■ Short problem: Copy each of the items below word for word, keeping every line in its original order.
BEGIN Provided information
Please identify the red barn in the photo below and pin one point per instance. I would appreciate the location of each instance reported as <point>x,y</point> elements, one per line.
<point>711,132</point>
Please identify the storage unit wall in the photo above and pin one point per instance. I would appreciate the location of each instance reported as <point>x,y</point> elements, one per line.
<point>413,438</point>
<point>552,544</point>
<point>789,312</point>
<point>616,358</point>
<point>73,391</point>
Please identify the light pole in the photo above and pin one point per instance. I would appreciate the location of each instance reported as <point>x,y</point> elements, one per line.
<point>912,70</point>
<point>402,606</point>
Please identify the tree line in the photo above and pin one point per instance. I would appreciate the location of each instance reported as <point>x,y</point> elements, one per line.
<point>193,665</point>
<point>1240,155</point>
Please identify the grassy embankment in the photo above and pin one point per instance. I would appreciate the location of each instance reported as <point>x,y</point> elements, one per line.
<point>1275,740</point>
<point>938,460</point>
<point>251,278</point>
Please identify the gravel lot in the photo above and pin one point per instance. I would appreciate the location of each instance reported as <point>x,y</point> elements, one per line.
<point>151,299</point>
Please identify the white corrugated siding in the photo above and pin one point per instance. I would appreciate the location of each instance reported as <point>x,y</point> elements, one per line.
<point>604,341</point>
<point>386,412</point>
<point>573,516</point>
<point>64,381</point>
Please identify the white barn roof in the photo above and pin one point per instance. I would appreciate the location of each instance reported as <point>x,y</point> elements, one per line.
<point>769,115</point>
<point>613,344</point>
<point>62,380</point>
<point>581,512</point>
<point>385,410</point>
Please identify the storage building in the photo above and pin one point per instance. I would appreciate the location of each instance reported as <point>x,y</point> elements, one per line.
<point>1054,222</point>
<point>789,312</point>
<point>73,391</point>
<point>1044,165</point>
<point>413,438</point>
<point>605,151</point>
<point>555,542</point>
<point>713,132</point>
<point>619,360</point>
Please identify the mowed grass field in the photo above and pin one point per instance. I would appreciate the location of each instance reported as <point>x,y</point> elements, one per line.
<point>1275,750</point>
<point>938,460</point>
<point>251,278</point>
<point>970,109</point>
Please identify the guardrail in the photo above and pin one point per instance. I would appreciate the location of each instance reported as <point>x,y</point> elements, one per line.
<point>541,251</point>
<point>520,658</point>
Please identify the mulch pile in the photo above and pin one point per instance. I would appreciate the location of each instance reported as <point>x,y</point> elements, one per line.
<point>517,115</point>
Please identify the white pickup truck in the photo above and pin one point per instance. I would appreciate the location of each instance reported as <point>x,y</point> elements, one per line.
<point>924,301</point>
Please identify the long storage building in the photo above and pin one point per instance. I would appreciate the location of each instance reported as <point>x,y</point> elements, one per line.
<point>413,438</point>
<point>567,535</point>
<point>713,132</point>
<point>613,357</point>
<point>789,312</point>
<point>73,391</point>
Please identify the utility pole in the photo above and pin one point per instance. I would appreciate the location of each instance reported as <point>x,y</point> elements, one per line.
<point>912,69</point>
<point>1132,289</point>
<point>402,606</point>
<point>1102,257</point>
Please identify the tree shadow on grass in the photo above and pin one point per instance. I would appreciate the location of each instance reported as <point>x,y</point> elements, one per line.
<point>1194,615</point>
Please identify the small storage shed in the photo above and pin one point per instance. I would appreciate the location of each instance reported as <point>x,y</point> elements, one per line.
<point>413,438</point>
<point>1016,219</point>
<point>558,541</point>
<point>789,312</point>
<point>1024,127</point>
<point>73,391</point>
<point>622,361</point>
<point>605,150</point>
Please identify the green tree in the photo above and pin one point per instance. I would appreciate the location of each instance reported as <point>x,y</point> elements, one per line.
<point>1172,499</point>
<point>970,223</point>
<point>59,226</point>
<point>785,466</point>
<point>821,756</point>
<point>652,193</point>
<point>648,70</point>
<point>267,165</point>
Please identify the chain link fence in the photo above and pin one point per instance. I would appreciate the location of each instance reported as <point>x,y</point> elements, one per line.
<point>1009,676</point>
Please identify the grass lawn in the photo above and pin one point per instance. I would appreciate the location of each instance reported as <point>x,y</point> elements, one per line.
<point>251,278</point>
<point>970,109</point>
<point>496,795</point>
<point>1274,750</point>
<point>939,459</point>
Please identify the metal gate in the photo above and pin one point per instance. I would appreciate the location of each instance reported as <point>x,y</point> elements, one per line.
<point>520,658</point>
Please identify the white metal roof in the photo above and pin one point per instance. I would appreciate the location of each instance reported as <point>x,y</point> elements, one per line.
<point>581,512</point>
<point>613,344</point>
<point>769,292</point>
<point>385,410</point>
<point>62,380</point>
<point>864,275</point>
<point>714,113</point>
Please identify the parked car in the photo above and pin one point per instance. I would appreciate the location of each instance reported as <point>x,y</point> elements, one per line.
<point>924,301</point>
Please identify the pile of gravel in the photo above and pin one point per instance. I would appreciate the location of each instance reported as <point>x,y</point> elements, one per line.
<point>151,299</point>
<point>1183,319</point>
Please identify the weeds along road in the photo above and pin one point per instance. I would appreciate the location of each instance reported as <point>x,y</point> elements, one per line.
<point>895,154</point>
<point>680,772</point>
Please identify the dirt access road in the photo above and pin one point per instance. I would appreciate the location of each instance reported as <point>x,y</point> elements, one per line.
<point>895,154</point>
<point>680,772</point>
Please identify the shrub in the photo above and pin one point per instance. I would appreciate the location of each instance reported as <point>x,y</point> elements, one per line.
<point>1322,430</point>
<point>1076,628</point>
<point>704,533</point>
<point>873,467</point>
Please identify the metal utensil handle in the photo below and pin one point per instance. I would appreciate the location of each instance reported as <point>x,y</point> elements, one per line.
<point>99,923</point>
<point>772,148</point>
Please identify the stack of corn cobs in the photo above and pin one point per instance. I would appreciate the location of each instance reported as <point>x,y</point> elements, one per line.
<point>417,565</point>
END Provided information
■ Answer to this exercise:
Please identify the red barn in the photo below and pin one point per instance. I would appreciate the location of each instance reported as <point>x,y</point> elements, one per line.
<point>711,132</point>
Please identify the storage unit wall in the photo above and pin one point per instance. I would appreciate the location of each instance reported as <point>x,y</point> elements, one per line.
<point>413,438</point>
<point>552,544</point>
<point>789,312</point>
<point>616,358</point>
<point>73,391</point>
Please identify the light pole in the photo above and pin one point per instance. I would appreciate the location of each instance reported as <point>x,y</point> elements, one per line.
<point>912,70</point>
<point>402,606</point>
Please identify the tree line in the photo above and pin one point per instance. I would appreciate the location of each instance reported as <point>x,y</point> elements, one per line.
<point>193,665</point>
<point>1240,155</point>
Please identify the grassy embankment in the photo above and pin one point per instance. I would appreciate the location of each instance reported as <point>x,y</point> elements, one per line.
<point>1275,740</point>
<point>938,460</point>
<point>251,278</point>
Please identify the gravel lot in the photo above and pin one point per instance. I would appreciate the location of each instance reported as <point>x,y</point> elements, one per line.
<point>151,299</point>
Please identify the white corrugated siding in the photo above and pin one point per instance. I would appreciate the location of each instance reported as <point>x,y</point> elements, one per line.
<point>604,341</point>
<point>386,412</point>
<point>573,516</point>
<point>64,381</point>
Please identify the white barn roof in the photo above and pin one point per instance. I would appreciate the location of each instance reported as <point>x,y</point> elements, one per line.
<point>769,115</point>
<point>613,344</point>
<point>62,380</point>
<point>581,512</point>
<point>385,410</point>
Please identify the storage building in the photo above and pin one point per instance. I would appreciate the location of each instance reported as <point>x,y</point> elements, one per line.
<point>1054,222</point>
<point>789,312</point>
<point>73,391</point>
<point>1044,165</point>
<point>413,438</point>
<point>605,151</point>
<point>555,542</point>
<point>713,132</point>
<point>619,360</point>
Please identify the mowed grass field in the photo above and pin one point per instance. I would appreciate the location of each instance reported as <point>x,y</point> elements, one per line.
<point>1275,750</point>
<point>938,460</point>
<point>251,278</point>
<point>970,109</point>
Please identify the guardrail in the photo above and pin one point per instance. I would appreciate the location of each instance reported as <point>x,y</point> elements, one per line.
<point>541,251</point>
<point>520,658</point>
Please identify the mulch pile in the photo above and pin one point per instance. I would appreciate the location of each instance reported as <point>x,y</point> elements, one per line.
<point>517,115</point>
Please identify the white pickup truck in the photo above and pin one point per instance. I would appreciate the location of each instance reported as <point>x,y</point> elements, one per line.
<point>924,301</point>
Please identify the long storage building in the photo above and pin one point per instance. I would appreciate the location of each instance reported as <point>x,y</point> elements, one per line.
<point>413,438</point>
<point>567,535</point>
<point>713,132</point>
<point>613,357</point>
<point>789,312</point>
<point>73,391</point>
Please identify the utility pole in the photo above and pin one point per instance. I would appreciate the location of each instance reported as <point>x,y</point> elements, one per line.
<point>912,69</point>
<point>1132,289</point>
<point>402,606</point>
<point>1102,257</point>
Please identify the tree shadow on grass in the photo above and pin one point per instance. I would appreciate the location of each instance reported as <point>x,y</point> elements, one per line.
<point>1194,615</point>
Please identify the small storage shed in the photo above and pin one point per instance. I would appreciate the location of each instance reported as <point>x,y</point> elements, one per line.
<point>413,438</point>
<point>1016,219</point>
<point>558,541</point>
<point>789,312</point>
<point>1024,127</point>
<point>73,391</point>
<point>622,361</point>
<point>605,150</point>
Please identify the green tree in the photo above and pin one point per instance. I would appreciate the location of each instance reported as <point>x,y</point> elements, one per line.
<point>1172,499</point>
<point>970,223</point>
<point>59,226</point>
<point>785,466</point>
<point>821,756</point>
<point>652,193</point>
<point>648,70</point>
<point>267,165</point>
Please identify the chain link fence in the photo above and pin one point per instance. I would appreciate the location of each instance reported as <point>x,y</point> elements, one per line.
<point>1009,676</point>
Please identify the grass lawn in the photo above and pin one point per instance. I would appreciate the location of each instance reported as <point>x,y</point> elements, one per line.
<point>251,278</point>
<point>970,109</point>
<point>496,795</point>
<point>1274,750</point>
<point>939,459</point>
Please identify the metal gate in the photo above and pin one point per instance. I would appreciate the location of each instance reported as <point>x,y</point> elements, one per line.
<point>520,658</point>
Please identify the white metal roof in the photo above and pin one point per instance. I would appreciate the location of each instance reported as <point>x,y</point> elements, one per line.
<point>581,512</point>
<point>613,344</point>
<point>769,292</point>
<point>385,410</point>
<point>62,380</point>
<point>864,275</point>
<point>714,113</point>
Please identify the parked car in the photo above and pin one point per instance. I would appreciate the location of each instance reported as <point>x,y</point> elements, one per line.
<point>924,301</point>
Please identify the pile of gravel in the photo above and pin one point per instance. I would appreciate the location of each instance reported as <point>x,y</point> elements, one per line.
<point>151,299</point>
<point>1183,319</point>
Please identify the weeds along road in the photo above and pin one point per instance. I would appreciate the location of each instance reported as <point>x,y</point> elements, one per line.
<point>895,154</point>
<point>680,772</point>
Please identify the dirt access road in the photo above and pin one point per instance. I would appreciate the location of each instance reported as <point>x,y</point> elements, one per line.
<point>895,154</point>
<point>680,772</point>
Please identify the shrub in the photo above and pin one point per instance. I would appreciate the location of each instance reported as <point>x,y</point> elements, one per line.
<point>1322,430</point>
<point>1076,628</point>
<point>704,533</point>
<point>873,467</point>
Please identify the metal utensil handle in the photo below and pin one point per instance. I would appreciate the location of each instance reported as <point>x,y</point> elements, one per line.
<point>99,923</point>
<point>772,148</point>
Please identify the stack of corn cobs in the photo above and pin one point per instance. I would appreciate the location of each instance reported as <point>x,y</point> elements, one per line.
<point>417,565</point>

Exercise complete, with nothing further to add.